**Problem to work on**
Repeat verbatim the lines of the data below, beginning with the line containing "Expected: the position of each instance of the mown" and continuing to the end.

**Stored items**
::::

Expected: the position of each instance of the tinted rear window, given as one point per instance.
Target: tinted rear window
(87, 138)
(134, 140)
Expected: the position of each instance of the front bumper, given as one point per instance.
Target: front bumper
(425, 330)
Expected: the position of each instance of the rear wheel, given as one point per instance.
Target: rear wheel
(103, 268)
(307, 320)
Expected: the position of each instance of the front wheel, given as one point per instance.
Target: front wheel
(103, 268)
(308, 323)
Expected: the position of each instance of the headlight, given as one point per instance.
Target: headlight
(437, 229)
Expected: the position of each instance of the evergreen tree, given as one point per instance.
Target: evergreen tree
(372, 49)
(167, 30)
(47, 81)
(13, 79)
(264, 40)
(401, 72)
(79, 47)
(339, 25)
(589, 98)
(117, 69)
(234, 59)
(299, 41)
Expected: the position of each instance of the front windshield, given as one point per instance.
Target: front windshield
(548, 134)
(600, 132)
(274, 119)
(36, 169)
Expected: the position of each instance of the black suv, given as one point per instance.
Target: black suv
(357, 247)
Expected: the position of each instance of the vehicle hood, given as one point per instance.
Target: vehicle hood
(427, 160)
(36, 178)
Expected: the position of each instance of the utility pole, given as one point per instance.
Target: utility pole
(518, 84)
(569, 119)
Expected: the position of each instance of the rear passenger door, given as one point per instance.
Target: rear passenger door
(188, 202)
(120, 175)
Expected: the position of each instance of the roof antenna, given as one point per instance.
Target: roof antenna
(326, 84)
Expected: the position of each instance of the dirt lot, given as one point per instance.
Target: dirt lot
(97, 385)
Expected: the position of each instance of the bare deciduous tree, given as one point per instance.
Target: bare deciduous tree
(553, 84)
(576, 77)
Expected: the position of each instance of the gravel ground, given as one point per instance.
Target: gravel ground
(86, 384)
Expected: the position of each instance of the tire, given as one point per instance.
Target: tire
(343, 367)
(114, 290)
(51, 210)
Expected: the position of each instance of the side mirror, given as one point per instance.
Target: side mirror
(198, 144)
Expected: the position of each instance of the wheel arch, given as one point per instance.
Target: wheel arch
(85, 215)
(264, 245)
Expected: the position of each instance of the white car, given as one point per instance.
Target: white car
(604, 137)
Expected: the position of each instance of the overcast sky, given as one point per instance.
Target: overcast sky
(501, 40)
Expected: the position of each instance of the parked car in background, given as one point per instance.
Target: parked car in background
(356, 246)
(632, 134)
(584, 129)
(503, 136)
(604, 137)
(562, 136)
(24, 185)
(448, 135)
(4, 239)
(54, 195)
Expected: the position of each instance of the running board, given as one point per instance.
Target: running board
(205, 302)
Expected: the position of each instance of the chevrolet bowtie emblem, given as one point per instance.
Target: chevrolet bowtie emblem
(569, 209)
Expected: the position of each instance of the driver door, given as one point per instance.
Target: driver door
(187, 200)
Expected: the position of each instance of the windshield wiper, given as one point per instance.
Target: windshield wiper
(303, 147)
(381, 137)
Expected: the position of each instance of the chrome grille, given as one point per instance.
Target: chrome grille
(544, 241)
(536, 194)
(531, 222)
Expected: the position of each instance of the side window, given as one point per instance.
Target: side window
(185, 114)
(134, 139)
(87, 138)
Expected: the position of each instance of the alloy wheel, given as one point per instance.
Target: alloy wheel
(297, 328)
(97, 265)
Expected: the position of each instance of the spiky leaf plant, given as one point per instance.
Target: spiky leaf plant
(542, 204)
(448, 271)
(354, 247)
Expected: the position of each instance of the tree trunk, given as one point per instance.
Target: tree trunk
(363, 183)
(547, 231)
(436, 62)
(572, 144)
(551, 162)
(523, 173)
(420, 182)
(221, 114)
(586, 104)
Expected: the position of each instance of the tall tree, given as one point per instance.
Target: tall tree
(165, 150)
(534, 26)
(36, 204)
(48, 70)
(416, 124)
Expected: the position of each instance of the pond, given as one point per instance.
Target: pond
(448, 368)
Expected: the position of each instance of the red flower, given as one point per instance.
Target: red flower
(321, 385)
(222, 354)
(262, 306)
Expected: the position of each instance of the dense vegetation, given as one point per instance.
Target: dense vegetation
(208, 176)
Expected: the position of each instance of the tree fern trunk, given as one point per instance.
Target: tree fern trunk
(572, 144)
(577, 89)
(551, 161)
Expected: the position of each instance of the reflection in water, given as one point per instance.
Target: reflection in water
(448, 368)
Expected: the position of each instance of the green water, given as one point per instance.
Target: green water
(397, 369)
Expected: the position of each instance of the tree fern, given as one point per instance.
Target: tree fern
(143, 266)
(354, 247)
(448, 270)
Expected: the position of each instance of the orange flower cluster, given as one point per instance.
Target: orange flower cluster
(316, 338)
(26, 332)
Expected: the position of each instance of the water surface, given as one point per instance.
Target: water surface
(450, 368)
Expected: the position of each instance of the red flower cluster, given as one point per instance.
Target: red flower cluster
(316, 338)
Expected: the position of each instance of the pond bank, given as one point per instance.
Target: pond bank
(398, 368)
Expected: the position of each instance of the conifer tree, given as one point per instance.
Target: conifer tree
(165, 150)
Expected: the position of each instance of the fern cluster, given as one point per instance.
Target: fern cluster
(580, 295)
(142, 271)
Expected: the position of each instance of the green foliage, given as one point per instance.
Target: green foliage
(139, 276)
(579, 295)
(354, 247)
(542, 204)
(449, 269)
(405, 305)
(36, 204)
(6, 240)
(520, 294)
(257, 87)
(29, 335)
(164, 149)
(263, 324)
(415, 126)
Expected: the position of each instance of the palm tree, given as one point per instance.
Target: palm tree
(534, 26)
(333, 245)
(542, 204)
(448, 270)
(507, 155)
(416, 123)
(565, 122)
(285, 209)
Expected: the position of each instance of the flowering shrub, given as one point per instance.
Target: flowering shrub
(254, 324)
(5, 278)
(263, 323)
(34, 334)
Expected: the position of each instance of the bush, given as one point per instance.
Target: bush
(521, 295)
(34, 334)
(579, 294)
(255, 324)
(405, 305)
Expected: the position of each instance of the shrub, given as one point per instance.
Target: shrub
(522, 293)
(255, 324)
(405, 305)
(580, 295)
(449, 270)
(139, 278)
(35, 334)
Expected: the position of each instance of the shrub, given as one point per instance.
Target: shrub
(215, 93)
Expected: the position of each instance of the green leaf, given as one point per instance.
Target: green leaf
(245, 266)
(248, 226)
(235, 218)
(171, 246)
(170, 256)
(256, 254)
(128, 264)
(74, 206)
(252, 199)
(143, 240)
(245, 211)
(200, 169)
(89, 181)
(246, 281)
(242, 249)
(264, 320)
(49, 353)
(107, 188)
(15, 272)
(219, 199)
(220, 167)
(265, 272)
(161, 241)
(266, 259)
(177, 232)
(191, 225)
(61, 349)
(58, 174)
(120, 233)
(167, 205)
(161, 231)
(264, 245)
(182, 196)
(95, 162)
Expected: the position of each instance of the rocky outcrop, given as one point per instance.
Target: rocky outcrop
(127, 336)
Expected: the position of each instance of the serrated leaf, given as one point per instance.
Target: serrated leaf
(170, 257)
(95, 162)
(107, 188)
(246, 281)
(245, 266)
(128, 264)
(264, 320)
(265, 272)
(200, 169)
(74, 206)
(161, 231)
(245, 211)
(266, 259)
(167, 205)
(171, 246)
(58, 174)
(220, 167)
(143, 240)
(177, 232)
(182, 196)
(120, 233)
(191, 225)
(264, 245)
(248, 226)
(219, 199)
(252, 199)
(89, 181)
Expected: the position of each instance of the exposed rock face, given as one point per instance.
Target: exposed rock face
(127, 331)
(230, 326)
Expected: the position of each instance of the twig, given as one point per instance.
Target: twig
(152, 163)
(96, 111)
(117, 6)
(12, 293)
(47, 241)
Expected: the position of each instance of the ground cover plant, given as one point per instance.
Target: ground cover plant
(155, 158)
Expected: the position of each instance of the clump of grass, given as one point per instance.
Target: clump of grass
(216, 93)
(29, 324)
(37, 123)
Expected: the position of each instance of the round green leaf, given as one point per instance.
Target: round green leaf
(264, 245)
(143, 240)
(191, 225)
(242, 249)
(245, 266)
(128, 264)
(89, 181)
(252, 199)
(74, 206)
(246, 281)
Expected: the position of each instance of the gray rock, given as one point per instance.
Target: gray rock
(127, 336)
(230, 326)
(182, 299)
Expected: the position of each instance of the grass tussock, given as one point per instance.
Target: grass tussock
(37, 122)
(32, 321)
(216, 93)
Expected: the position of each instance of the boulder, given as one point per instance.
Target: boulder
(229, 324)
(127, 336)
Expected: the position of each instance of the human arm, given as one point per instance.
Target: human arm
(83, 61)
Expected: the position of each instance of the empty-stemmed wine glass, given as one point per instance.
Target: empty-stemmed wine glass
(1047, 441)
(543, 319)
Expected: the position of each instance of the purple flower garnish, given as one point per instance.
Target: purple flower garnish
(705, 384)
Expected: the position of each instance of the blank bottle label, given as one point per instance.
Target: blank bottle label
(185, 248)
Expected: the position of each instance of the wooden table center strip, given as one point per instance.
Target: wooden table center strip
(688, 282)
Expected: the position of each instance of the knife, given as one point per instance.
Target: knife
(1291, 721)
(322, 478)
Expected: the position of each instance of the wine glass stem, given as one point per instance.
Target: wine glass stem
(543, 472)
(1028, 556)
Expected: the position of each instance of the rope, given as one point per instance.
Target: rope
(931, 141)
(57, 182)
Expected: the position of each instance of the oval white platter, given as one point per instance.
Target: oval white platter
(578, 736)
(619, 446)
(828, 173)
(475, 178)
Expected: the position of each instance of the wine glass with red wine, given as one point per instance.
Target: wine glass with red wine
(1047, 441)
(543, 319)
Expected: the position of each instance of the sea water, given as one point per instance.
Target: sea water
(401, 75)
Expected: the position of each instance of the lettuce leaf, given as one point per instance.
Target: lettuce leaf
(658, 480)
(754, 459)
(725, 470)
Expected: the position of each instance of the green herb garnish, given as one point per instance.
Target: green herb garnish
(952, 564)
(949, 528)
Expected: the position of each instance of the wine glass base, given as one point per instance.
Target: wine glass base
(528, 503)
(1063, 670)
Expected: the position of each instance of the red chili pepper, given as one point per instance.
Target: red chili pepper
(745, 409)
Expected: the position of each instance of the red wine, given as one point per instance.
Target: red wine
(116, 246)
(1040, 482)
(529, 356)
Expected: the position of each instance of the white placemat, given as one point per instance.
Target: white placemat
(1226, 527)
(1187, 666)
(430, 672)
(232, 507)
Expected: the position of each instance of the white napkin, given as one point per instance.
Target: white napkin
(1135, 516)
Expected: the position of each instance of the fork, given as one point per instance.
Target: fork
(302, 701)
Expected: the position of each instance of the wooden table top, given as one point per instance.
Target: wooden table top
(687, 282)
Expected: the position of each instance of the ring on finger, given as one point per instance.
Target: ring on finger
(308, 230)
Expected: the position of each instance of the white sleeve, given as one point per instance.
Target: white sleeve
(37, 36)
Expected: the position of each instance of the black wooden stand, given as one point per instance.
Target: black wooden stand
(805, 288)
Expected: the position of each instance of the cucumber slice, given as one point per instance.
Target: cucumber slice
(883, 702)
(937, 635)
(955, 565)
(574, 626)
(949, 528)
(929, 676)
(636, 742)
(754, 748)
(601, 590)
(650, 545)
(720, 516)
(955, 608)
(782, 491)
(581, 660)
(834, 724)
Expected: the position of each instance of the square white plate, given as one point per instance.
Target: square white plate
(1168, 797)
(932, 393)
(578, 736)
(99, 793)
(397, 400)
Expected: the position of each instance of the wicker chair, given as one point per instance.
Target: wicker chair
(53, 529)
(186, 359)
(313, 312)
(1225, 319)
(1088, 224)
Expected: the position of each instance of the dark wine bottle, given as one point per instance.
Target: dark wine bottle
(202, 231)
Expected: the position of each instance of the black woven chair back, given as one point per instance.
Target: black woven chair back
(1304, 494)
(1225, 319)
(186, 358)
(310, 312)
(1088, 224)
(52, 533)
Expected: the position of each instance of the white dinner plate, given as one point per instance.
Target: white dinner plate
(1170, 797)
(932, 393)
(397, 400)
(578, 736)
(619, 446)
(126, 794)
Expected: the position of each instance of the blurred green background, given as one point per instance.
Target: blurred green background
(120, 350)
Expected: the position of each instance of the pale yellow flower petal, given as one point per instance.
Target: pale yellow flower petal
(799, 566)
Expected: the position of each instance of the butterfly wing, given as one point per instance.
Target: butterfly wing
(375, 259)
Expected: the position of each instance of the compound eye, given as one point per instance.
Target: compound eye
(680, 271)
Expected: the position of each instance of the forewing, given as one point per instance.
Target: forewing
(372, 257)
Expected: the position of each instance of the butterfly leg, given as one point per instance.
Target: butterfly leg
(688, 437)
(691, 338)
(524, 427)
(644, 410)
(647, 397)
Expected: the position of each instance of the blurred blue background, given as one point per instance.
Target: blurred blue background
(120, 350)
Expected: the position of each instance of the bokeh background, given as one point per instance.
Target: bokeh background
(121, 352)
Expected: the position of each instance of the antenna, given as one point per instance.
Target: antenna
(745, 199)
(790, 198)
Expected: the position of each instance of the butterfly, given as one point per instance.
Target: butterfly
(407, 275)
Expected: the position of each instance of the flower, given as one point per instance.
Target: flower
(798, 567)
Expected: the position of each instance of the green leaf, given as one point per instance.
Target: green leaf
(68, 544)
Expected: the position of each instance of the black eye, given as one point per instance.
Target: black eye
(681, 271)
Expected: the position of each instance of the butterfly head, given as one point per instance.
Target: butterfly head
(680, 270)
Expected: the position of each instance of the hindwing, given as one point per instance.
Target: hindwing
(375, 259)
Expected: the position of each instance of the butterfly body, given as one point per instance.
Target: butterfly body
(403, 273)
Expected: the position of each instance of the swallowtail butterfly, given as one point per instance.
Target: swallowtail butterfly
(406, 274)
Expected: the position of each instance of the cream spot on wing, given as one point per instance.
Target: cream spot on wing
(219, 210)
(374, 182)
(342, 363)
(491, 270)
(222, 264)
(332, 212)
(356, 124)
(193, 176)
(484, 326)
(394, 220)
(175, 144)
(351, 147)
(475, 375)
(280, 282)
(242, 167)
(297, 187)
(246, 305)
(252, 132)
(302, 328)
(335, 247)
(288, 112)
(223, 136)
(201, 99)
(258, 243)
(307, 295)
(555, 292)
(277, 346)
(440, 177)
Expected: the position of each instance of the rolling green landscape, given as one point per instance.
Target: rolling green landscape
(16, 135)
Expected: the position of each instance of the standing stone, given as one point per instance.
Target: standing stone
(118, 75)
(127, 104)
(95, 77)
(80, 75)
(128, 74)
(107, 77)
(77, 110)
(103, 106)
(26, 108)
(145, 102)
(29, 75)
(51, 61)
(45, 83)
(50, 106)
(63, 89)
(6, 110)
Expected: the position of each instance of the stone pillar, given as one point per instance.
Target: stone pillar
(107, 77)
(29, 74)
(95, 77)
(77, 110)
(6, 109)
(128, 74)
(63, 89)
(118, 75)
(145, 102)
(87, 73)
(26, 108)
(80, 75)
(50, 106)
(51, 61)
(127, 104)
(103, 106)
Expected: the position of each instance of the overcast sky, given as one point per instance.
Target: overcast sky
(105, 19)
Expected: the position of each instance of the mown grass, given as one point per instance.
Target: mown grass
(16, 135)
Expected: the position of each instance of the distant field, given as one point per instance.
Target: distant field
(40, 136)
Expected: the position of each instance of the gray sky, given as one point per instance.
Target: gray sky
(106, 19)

::::

**Final result**
Expected: the position of each instance of the mown grass, given as one point per instance.
Target: mown grass
(16, 135)
Expected: the position of each instance of the distant field, given as one point per instance.
Target: distant field
(40, 136)
Expected: the position of each instance of the gray sky, given as one point per instance.
Target: gray sky
(106, 19)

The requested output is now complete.